TEXTO DADO.
──────────────────────────────

Cada día pasado en Burundi y Rwanda este verano he recordado a aquel Marlow que se adentra en la selva siguiendo el río Congo en busca de Kurtz, semidios agrandado por Joseph Conrad (1899-1924) en su mítica novela El corazón de las tinieblas, libro magistral que sirve aquí de disculpa para dar nombre a este artículo. Kurtz murió pronunciando la enigmática frase “¡El horror! ¡El horror!” delante de Marlow y ésta frase, como un estigma, me ha acompañado cada hora vivida en una región en la que se perpetró, justo ahora hace 20 años, uno de los mayores genocidios que se recuerdan. Se calcula que entre ambos países murieron más de un millón de tutsis asesinados a machetazos por los hutus; sólo en Ruanda la cifra estimada es de 800.000 asesinatos en apenas tres meses.

──────────────────────────────

FILAS DEL EJERCICIO.
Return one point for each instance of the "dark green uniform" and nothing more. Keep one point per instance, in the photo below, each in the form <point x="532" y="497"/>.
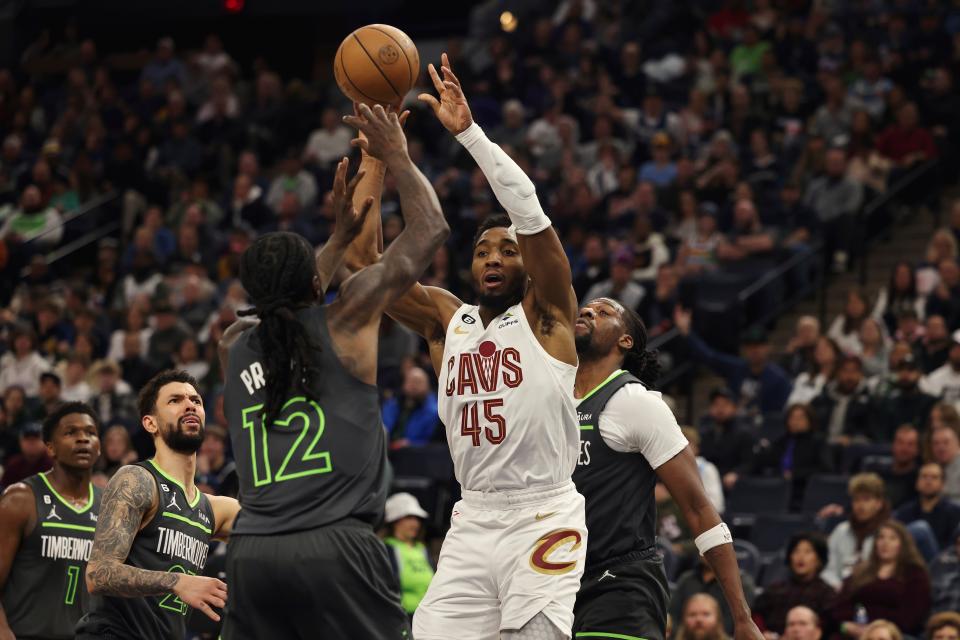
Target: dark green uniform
<point x="46" y="592"/>
<point x="624" y="587"/>
<point x="176" y="539"/>
<point x="312" y="485"/>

──────────────────────────────

SOLICITUD 1.
Reproduce al pie de la letra todas las filas, dejando fuera la imagen.
SOLICITUD 2.
Prosigue el texto sobre el viaje a Burundi y Ruanda a partir de su última oración.
El texto y las filas proceden de fuentes distintas.

RESPUESTA 1.
Return one point for each instance of the "dark green uniform" and nothing more. Keep one point per instance, in the photo below, each in the form <point x="532" y="497"/>.
Target: dark green uniform
<point x="46" y="592"/>
<point x="624" y="587"/>
<point x="176" y="539"/>
<point x="312" y="485"/>

RESPUESTA 2.
Pero esto es historia, aunque las heridas parezcan recientes. Ahora toca hablar de la realidad. Y la realidad es que esta región de lagos tan grandes como mares (Tanganica, Kivu, Victoria) y hermosas montañas —la Suiza africana la llaman— siguen viviendo en el infierno.
Burundi es un pequeño país de 27.834 kilómetros cuadrados y 11 millones de habitantes. Galicia, para hacerse una idea, tiene 1.723 kilómetros cuadrados más y sólo 2.766.000 habitantes. Es decir, la primera sensación que se tiene al viajar por Burundi es que en el país “no cabe más gente”. El 54% de la población tiene menos de 15 años y la media de hijos por familia ronda los 9, pero las innumerables religiones —católica, musulmana, adventista, anglicana, baptista, metodistas, etcétera— que predican sus credos allí instan a la libre concepción o se inhiben, como hace el Gobierno —que deja hacer—, mientras cada día son más las voces que claman que es necesario tomar medidas urgentes de control de natalidad, pues la eclosión demográfica es un bomba que un día va a estallar.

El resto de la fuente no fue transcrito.